### Tasks to carry out
1. List every strenuous physical activity named in the menopause passage below.
2. In the menopause passage below, retype the text between "Here are some" and "through the mouth.", inclusive.

### Passage for review
----------------------------------------
It starts in the perimenopause phase, and over 80% of women go through hot flashes for 2 years after menopause. Some, in a small percentage, though, have reported having hot flashes for longer. However, maintaining a proper lifestyle will help to lessen the severity and intensity of hot flashes. You can try the following at home:
- Reduce trigger foods that may lead to hot flashes, like spicy dishes, caffeinated beverages, alcohol, and even smoking.
- Wear light, breathable clothes, or dress in layers to cope with hot flashes in cold environments.
- Keep a jug of water and a fan by your bedside to cool yourself.
- If recurrent episodes of hot flashes are bothering you, then contact the doctor. He might prescribe medicines.
- The Belief – Menopause Comes After 50
The Facts: There’s no denying that the average age for menopause is 51. But the time frame for the same is from 45-55 years. So, depending on a woman’s body stature, and overall health, menopause can happen before 50 as well may be at 48 or 49. However, menopause before 45 and 40 are early and premature menopause. While early menopause might occur in 5% of the female population, premature menopause is rare in just 1% of women.
- The Belief – Menopause Is One of the Most Stressful Phases of Life
The Facts: When someone says that menopause means one of life’s most stressful phases, then she isn’t wrong. When you have your hormones all over the place, your physical health goes for a toss. It’s quite natural to feel agonized and stressed. But you could certainly make your life better when you know how to manage stress during menopause.
Here are some quick tips for you to manage stress during and after the menopausal phase:
- Exercise helps you stay fit physically, and mentally. When you engage in strenuous physical activities like dancing, cycling, and running your brain’s endorphin production increases. Endorphins are the hormones that brighten your mood. This helps to lower stress levels.
- Practice yoga and even go for relaxation techniques which include meditation to keep your body and mind calm and relaxed. In fact, whenever you are stressed, resort to deep breathing, which involves inhaling through the nose and exhaling through the mouth.
- Going for a massage in the perimenopause, menopause, and postmenopause phase would help to reduce muscle stiffness, and tension, making you feel calm, relaxed, and rejuvenated. This is a good remedy, indeed when you’re having a stressful time.
- Thinking and talking positively will for sure help you feel better. Find that one person whom you can confide in like a friend, relative, partner, therapist, and so on. You could even join online menopause groups. There you’ll find like-minded women to speak your heart out.
----------------------------------------
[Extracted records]
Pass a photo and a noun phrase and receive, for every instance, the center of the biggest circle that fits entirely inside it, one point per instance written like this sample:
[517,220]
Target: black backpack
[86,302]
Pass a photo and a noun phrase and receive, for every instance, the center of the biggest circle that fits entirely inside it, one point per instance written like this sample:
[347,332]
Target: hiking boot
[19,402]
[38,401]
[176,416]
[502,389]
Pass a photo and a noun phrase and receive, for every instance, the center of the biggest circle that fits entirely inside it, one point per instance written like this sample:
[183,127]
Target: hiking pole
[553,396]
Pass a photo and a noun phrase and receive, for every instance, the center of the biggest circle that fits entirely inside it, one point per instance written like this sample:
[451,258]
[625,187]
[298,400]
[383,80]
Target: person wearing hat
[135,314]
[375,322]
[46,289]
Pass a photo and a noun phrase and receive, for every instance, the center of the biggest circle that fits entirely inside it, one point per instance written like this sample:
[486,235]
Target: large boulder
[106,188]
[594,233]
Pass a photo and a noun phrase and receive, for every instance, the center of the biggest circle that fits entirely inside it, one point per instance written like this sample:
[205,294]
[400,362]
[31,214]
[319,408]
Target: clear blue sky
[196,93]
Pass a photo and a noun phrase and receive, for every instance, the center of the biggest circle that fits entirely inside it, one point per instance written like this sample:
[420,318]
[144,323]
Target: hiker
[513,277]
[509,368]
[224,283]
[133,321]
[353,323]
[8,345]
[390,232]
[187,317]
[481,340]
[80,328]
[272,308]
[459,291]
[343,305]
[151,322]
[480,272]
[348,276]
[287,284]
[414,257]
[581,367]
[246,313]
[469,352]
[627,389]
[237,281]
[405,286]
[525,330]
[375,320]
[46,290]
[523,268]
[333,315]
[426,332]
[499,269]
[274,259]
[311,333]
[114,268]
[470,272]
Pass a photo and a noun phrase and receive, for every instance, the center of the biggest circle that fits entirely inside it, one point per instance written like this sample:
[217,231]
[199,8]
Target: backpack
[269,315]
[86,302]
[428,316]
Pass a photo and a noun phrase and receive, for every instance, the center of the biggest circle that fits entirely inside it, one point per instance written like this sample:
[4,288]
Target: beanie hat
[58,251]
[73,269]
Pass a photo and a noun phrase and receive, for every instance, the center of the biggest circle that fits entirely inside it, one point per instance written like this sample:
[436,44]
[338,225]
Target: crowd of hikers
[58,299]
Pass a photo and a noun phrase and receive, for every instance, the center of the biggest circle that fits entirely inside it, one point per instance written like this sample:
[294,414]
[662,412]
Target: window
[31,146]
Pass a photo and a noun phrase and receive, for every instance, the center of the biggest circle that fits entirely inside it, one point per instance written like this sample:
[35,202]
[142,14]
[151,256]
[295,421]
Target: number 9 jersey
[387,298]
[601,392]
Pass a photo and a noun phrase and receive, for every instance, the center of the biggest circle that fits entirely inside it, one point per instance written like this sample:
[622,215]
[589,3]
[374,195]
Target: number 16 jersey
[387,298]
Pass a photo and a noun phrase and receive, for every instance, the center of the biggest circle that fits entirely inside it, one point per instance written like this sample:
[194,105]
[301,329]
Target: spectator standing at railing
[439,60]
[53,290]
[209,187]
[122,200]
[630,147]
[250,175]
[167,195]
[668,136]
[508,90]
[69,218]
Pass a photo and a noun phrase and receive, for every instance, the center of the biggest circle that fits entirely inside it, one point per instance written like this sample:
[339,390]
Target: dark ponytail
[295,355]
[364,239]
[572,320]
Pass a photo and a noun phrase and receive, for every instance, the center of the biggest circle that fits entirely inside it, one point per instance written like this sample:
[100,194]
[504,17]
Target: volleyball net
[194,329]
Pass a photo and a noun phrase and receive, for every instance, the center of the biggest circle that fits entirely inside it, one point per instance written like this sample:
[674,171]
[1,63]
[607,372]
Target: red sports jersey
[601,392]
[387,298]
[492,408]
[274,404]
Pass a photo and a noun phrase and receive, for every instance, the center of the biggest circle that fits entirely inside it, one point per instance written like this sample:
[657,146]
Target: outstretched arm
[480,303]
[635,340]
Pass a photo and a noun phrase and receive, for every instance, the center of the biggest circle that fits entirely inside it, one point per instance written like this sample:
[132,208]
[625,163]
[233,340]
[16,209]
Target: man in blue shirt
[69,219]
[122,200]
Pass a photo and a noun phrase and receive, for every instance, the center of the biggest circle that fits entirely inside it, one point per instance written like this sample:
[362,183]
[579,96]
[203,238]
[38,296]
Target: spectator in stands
----------------------------------------
### Solutions below
1. dancing, cycling, running

2.
Here are some quick tips for you to manage stress during and after the menopausal phase:
- Exercise helps you stay fit physically, and mentally. When you engage in strenuous physical activities like dancing, cycling, and running your brain’s endorphin production increases. Endorphins are the hormones that brighten your mood. This helps to lower stress levels.
- Practice yoga and even go for relaxation techniques which include meditation to keep your body and mind calm and relaxed. In fact, whenever you are stressed, resort to deep breathing, which involves inhaling through the nose and exhaling through the mouth.